* Work order: In the records below, find each line that holds "covering" and return it.

* Dataset entries:
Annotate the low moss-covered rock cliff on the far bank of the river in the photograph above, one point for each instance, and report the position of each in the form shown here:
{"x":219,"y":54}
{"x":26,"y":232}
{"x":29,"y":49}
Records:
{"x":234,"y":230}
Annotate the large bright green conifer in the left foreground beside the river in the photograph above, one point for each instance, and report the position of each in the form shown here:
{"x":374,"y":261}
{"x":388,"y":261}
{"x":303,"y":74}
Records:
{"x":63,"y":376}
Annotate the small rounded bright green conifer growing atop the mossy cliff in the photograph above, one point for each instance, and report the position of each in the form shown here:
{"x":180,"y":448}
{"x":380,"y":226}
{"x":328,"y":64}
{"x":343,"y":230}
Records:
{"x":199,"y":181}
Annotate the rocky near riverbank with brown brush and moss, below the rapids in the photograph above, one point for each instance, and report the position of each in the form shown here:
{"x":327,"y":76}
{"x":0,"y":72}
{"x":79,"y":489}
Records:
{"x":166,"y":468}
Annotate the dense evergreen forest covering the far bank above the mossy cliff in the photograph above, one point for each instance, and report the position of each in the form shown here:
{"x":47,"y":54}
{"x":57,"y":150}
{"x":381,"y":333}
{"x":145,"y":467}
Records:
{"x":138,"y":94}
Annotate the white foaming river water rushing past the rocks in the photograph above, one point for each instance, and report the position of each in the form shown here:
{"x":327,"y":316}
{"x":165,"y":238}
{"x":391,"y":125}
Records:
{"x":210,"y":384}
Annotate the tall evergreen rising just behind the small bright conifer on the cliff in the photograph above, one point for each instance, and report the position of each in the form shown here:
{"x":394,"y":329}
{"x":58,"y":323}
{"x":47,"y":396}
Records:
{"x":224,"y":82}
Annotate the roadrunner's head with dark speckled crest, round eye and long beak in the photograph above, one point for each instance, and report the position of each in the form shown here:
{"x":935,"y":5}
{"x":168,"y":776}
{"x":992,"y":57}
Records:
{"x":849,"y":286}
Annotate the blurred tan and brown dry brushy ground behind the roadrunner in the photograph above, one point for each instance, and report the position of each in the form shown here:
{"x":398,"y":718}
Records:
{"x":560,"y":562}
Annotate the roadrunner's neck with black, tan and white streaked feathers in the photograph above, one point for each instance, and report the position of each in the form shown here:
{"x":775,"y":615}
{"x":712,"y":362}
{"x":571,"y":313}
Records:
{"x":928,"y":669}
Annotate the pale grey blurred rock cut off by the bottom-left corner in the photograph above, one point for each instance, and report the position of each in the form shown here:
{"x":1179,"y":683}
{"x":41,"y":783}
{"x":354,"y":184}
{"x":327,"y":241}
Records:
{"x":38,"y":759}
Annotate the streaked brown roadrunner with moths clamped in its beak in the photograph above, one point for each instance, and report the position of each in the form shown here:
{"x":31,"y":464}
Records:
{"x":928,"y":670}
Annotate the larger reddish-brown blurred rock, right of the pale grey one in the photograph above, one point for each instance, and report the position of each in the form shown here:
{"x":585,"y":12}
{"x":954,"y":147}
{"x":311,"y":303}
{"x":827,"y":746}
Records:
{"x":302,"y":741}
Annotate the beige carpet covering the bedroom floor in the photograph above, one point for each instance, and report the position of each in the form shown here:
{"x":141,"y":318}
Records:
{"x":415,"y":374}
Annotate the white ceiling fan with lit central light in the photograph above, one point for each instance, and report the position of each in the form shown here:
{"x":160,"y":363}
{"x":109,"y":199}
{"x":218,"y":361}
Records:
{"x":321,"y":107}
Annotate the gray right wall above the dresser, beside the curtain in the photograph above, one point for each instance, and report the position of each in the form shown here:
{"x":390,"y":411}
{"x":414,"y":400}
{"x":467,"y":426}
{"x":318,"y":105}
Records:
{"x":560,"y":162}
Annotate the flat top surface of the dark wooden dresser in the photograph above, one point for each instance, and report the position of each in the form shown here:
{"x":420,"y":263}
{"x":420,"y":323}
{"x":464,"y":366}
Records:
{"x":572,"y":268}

--

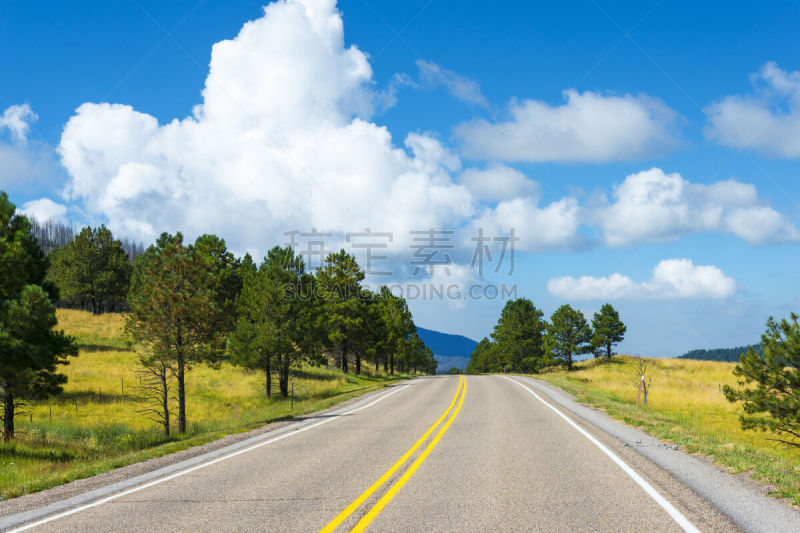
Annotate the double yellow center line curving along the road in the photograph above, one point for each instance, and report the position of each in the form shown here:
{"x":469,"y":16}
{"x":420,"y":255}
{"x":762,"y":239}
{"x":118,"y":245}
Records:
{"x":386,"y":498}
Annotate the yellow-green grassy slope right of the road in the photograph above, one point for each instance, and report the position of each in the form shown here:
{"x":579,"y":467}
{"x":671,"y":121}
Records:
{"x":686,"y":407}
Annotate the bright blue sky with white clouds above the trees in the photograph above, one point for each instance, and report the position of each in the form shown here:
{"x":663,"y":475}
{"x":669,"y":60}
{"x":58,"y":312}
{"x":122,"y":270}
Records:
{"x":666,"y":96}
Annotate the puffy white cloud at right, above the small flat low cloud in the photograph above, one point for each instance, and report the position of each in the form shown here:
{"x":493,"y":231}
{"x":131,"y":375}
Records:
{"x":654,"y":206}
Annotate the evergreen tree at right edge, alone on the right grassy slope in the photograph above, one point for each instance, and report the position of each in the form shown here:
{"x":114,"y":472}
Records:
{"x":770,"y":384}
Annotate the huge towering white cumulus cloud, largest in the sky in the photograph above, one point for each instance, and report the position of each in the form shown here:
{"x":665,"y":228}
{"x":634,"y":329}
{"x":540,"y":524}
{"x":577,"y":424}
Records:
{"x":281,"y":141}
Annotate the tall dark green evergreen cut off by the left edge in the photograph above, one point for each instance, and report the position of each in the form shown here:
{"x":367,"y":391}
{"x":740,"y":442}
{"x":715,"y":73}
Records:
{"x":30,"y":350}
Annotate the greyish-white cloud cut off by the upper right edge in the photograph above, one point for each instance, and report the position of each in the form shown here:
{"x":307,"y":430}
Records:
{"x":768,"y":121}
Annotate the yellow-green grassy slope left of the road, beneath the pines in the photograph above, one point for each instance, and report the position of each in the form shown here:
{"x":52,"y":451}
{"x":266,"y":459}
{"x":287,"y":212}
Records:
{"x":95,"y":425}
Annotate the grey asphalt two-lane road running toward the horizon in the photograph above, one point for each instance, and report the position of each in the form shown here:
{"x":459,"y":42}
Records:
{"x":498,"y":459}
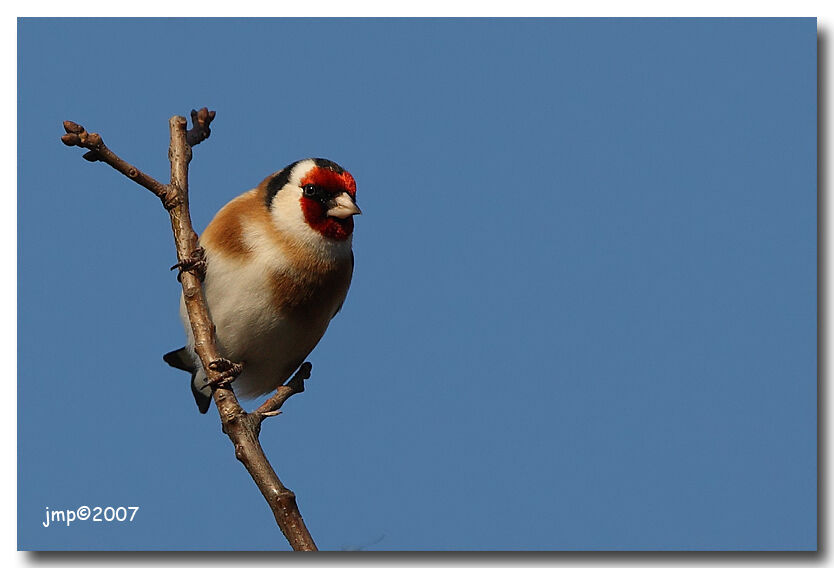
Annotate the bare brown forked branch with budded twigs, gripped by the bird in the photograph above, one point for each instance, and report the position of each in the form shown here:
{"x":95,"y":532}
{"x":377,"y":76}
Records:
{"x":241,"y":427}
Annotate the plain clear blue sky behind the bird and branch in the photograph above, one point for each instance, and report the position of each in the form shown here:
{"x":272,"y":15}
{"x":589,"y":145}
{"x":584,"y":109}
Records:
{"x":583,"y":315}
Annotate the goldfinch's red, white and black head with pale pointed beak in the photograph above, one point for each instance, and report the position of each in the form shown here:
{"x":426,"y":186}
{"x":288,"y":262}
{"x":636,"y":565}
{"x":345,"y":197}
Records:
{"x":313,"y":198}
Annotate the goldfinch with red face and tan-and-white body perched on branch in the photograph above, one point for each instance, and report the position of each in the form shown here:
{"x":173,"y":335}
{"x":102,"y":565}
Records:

* Written answer:
Annotate the dense evergreen forest covering the far bank above the mossy cliff in the photograph above, one point for each instance, and report the position of each in the form shown here:
Annotate the beige carpet covering the bedroom floor in the photograph above, one point for each instance, and report the position of each in the form shown here:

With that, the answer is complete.